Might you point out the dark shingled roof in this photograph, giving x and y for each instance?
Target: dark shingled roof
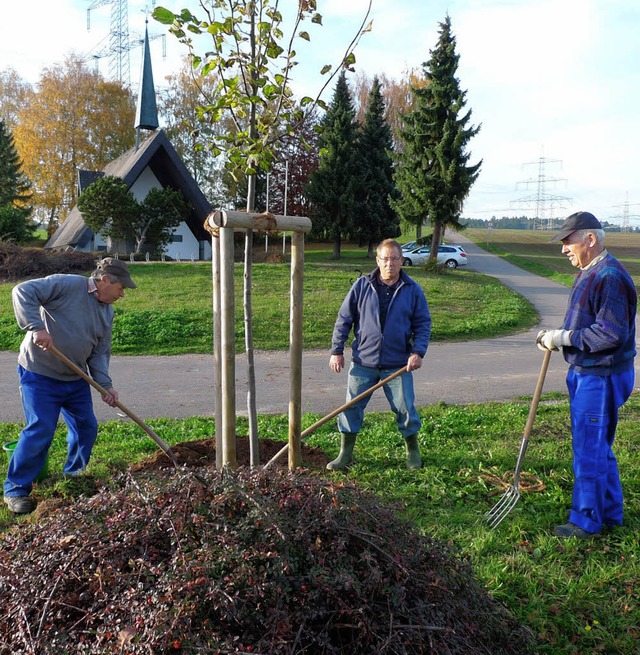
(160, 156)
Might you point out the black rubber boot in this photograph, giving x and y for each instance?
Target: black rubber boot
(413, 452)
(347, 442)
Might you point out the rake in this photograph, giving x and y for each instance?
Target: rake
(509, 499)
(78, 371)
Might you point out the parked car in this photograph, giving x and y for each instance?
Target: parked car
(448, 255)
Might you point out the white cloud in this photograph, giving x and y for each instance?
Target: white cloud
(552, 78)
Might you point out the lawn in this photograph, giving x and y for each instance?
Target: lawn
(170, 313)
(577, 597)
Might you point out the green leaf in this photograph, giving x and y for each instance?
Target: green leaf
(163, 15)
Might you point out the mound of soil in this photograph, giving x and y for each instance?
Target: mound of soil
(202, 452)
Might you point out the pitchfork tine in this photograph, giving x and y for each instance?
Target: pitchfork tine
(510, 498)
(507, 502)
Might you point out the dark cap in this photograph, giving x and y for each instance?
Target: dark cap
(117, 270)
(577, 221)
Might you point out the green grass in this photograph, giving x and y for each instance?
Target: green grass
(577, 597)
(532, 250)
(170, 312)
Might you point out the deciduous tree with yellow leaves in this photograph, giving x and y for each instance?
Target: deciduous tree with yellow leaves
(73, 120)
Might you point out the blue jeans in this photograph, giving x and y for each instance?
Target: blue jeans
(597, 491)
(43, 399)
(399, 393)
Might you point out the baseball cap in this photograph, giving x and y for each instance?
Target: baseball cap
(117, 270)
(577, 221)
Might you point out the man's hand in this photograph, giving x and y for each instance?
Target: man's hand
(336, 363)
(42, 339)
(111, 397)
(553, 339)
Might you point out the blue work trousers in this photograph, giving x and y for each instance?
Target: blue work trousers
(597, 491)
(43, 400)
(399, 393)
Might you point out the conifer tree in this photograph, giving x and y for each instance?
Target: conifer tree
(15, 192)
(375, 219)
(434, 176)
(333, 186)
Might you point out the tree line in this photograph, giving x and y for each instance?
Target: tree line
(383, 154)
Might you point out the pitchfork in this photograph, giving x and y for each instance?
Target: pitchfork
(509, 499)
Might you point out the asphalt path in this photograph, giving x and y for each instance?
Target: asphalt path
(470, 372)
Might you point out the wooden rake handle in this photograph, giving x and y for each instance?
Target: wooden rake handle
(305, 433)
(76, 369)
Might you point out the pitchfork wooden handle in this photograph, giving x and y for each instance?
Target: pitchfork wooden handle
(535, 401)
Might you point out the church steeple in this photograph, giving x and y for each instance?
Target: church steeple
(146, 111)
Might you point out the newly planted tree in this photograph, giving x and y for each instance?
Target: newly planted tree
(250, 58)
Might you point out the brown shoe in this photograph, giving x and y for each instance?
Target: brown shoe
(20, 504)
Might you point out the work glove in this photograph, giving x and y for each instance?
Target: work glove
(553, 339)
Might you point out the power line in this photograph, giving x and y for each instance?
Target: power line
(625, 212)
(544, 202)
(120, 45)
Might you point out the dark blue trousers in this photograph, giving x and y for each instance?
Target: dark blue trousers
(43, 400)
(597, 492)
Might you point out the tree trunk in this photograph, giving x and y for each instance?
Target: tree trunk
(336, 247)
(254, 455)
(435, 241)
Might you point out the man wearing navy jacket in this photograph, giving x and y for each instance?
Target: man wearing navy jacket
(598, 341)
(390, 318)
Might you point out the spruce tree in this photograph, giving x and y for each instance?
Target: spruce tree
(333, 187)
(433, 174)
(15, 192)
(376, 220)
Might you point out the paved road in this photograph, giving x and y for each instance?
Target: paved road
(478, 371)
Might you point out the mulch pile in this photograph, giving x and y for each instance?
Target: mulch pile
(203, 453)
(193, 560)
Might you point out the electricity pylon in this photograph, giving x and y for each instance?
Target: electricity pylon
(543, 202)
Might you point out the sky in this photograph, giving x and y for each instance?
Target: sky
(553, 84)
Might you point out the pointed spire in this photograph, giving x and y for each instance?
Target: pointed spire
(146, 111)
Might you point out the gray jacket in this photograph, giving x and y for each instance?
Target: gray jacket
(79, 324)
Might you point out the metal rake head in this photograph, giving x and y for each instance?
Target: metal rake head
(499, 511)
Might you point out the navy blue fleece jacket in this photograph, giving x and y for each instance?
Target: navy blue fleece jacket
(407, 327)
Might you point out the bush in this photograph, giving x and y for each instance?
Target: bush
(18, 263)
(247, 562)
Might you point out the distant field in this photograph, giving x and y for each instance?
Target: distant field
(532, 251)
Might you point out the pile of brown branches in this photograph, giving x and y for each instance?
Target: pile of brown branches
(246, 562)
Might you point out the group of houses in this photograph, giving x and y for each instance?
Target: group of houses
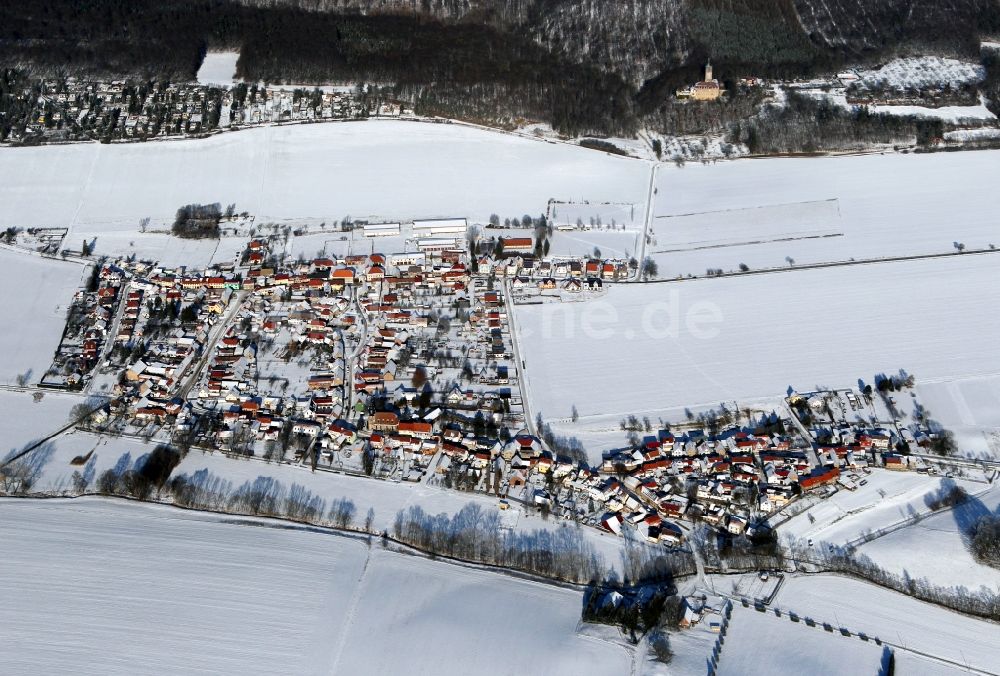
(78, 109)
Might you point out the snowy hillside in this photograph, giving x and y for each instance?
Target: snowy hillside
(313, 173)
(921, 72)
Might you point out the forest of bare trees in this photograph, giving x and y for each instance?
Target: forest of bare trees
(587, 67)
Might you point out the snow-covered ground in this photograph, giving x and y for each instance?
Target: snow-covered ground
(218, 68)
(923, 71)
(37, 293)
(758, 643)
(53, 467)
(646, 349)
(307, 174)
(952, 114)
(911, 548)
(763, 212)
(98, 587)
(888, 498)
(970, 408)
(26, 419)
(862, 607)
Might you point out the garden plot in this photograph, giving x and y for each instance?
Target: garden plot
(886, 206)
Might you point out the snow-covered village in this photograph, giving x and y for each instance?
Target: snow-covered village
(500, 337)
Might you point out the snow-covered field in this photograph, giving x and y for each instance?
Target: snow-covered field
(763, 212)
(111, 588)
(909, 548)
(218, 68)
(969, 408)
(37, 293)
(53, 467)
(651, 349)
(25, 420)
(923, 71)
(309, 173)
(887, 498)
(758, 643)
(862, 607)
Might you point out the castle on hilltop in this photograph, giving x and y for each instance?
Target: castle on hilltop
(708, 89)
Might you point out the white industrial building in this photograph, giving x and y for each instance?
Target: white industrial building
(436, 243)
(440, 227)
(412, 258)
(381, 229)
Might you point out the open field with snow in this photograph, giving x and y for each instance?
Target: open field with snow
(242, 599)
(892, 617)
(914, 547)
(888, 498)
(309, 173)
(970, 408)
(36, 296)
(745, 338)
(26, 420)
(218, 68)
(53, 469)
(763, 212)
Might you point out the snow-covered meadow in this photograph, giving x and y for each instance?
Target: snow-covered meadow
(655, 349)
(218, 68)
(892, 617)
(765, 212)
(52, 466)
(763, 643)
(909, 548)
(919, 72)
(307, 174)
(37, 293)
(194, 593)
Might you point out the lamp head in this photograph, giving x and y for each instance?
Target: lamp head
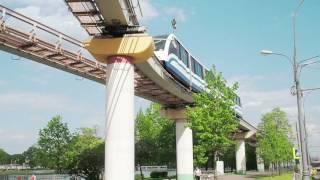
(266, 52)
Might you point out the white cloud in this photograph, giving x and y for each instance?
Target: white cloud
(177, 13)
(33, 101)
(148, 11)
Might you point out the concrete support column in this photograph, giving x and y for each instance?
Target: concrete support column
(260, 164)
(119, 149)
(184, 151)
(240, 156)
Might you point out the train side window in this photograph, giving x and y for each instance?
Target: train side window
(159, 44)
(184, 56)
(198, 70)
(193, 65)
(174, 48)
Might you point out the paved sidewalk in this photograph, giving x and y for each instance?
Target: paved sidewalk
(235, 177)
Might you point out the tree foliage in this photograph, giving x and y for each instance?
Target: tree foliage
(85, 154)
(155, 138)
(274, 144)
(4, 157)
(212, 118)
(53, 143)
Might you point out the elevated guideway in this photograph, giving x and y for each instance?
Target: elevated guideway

*What is required:*
Copy out all of the records above word for word, omitting the pictures.

*Response to the exercise:*
Might you point out the dark shingled roof in this photograph, giving x and y for each instance?
Target: dark shingled roof
(160, 156)
Might you point out the black rubber boot in this photograph, giving x and y for each instance?
Target: black rubber boot
(413, 452)
(347, 442)
Might you point out the rake in this photograph, giving x and y for each instance?
Target: rake
(509, 499)
(78, 371)
Might you point out the parked car in this photograph, giving x and y for each instance?
Target: parked car
(448, 255)
Might you point out the white cloud in this photograph, giving x and y for each instance?
Target: white cloud
(552, 78)
Might you point out the lawn in this photograph, giving x and y for each instance?
Target: lawn
(170, 313)
(577, 597)
Might you point out the green leaf in this photograph, giving x and y for each instance?
Target: green leaf
(163, 15)
Might you point out the mound of soil in this photograph, giving x and y for each instance?
Target: mound of soil
(202, 452)
Might you point out the pitchfork tine in this photograph, giving x and y for each instance?
Target: pitchfork tine
(510, 498)
(507, 502)
Might you point out the dark cap in this photograph, giving x and y for each instance?
Target: dark cap
(117, 270)
(577, 221)
Might you point out the green grass in this photograph, giving x and y for each instance?
Target: green grass
(577, 597)
(532, 250)
(170, 312)
Might you point out the deciduous tree with yellow leaves in this photograph, giving x and y for each instance?
Target: deciduous tree with yellow leaves
(73, 120)
Might you point out the blue jeans in this photograph, giving x and y for each instance?
Target: blue jeans
(597, 491)
(43, 399)
(399, 393)
Might you point out the baseball cap in this photograph, giving x and y for each instance?
Target: baseball cap
(117, 270)
(577, 221)
Might you point out the man's hand in this photograph, giving x and y for each instance?
Target: man's hand
(336, 363)
(42, 339)
(111, 397)
(553, 339)
Might you point out the blue work trousers in this photograph, giving x and y for each instance?
Target: blue work trousers
(597, 491)
(43, 400)
(399, 393)
Might you point out the conifer tree in this photograph, giving x and y for each instance?
Target: conifer tree
(15, 192)
(375, 219)
(434, 176)
(333, 186)
Might you point out the tree line in this photograph, giving x and y for each instance?
Target: tree line
(383, 154)
Might you point out the pitchfork in this photograph, giving x and y for each instance?
Target: pitchfork
(509, 499)
Might you point out the asphalt path in this photograph, giving x and y for each instance?
Target: asphalt path
(470, 372)
Might you point out the wooden rake handle in this photograph, giving x and y for each instance?
Target: wooden rake handle
(305, 433)
(76, 369)
Might you point out the pitchfork wooden handle in this photograph, giving x and y for each instance?
Target: pitchfork wooden handle
(535, 401)
Might you point out the church steeple in this photograph, giving x and y for each instance?
Target: church steeple
(146, 111)
Might you point out the newly planted tree in this photograph, giving x and y for each instance?
Target: newly planted tree
(250, 58)
Might you point out the brown shoe in this photograph, giving x and y for each instance?
Target: brown shoe
(20, 504)
Might you point out the work glove in this photograph, giving x and y for each instance?
Target: work glove
(553, 339)
Might you point out the power line in this photograph, giving x and y for each instance?
Target: power line
(625, 212)
(544, 202)
(120, 45)
Might you point out the dark blue trousers in this photograph, giving x and y for each instance?
Target: dark blue trousers
(43, 400)
(597, 492)
Might you point out the tree trunk in this photograph, giving x and y for each instance?
Target: tree trunk
(336, 247)
(254, 455)
(435, 241)
Might you point out the man wearing navy jacket in this photograph, giving x and y for each instance?
Target: man wearing navy jacket
(598, 341)
(390, 318)
Might you point out the spruce tree in this photograph, giving x and y for each instance?
Target: spruce tree
(333, 187)
(433, 174)
(15, 192)
(376, 220)
Might you point out the paved road in this photograph, giving x and y for each instance?
Target: paved road
(478, 371)
Might you point out the mulch pile in this photograph, giving x and y for each instance?
Target: mulch pile
(203, 453)
(193, 560)
Might you point out the electricity pylon in this photograph, giving x and y for each instance?
Target: electricity pylon
(543, 202)
Might you point out the sky in this photograph, giving x and y for each instance?
Target: sky
(553, 84)
Might you point out the pointed spire in this photograph, giving x and y for each instance?
Target: pointed spire
(146, 111)
Might you point out the gray jacket in this photograph, giving x and y for each instance?
Target: gray jacket
(79, 324)
Might you point out the metal rake head in this photograph, giving x and y for each instance?
Target: metal rake head
(499, 511)
Might you point out the navy blue fleece jacket in this photograph, giving x and y for each instance?
Target: navy blue fleece jacket
(407, 327)
Might you point out the bush in this photograph, giving x and y for each instance?
Target: bush
(18, 263)
(247, 562)
Might you point out the distant field in this photograph, giving x and y for each instance?
Target: distant field
(532, 251)
Might you point out the pile of brown branches in this photograph, giving x and y for each instance?
Target: pile of brown branches
(246, 562)
Might you point out the group of houses in this photograph, giving x and y for each instance?
Target: group of houses
(78, 109)
Might you point out the snowy hillside in this photograph, giving x and y for each instance?
Target: snowy hillside
(313, 173)
(921, 72)
Might you point out the forest of bare trees in this photograph, giving x and y for each instance?
Target: forest of bare trees
(587, 67)
Might you point out the snow-covered ground in this photograph, giving x and y for each instance?
Target: snow-covered ground
(218, 68)
(923, 71)
(37, 293)
(758, 643)
(53, 467)
(646, 349)
(307, 174)
(952, 114)
(911, 548)
(763, 212)
(98, 587)
(888, 498)
(970, 408)
(26, 419)
(862, 607)
Might you point out the garden plot in this photograph, giving x and y for each instance?
Target: garden plot
(886, 206)
Might you point out the snow-covered village in this photograph, giving x and y for each instance?
Target: snow-covered village
(500, 337)
Might you point out the snow-covered field in this photograph, giving x and y for each instance?
Target: snow-covered field
(763, 212)
(111, 588)
(909, 548)
(218, 68)
(969, 408)
(37, 293)
(53, 467)
(651, 349)
(25, 420)
(923, 71)
(309, 173)
(887, 498)
(758, 643)
(862, 607)
Might you point out the castle on hilltop in this photograph, giving x and y for each instance?
Target: castle on hilltop
(708, 89)
Might you point out the white industrial building in this photograph, giving x and y for each instance?
Target: white industrial building
(436, 243)
(440, 227)
(412, 258)
(381, 229)
Might you point out the open field with snow in this photograph, giving x and y for each instance?
Target: open field with snow
(242, 599)
(892, 617)
(914, 547)
(888, 498)
(309, 173)
(970, 408)
(36, 296)
(745, 338)
(26, 420)
(218, 68)
(53, 469)
(763, 212)
Might you point out the snow-covered meadow in this photograph, giving x and y for each instance?
Target: snow-covered meadow
(655, 349)
(218, 68)
(892, 617)
(765, 212)
(52, 466)
(763, 643)
(909, 548)
(919, 72)
(307, 174)
(37, 293)
(194, 593)
Might you point out the lamp head in this photograph, giving x and y for each instance?
Target: lamp head
(266, 52)
Might you point out the white cloud in this photograph, giving x and y for each instance?
Target: white cloud
(177, 13)
(33, 101)
(148, 11)
Might you point out the concrete support column in this photograph, giving x and y for each instance?
Target: concrete support column
(260, 164)
(119, 149)
(184, 151)
(240, 156)
Might you point out the train side window in this photograph, giving x and y for each instance?
Target: train side window
(159, 44)
(184, 56)
(198, 70)
(193, 65)
(174, 48)
Might you point out the paved sidewalk in this photograph, giving x and y for each instance?
Target: paved sidewalk
(235, 177)
Might you point out the tree foliage in this photograph, giving x and y for each instance?
Target: tree foliage
(85, 154)
(155, 138)
(274, 144)
(4, 157)
(212, 118)
(53, 143)
Might you point out the elevated guideway in this photograph, giving x and y for each instance?
Target: elevated guideway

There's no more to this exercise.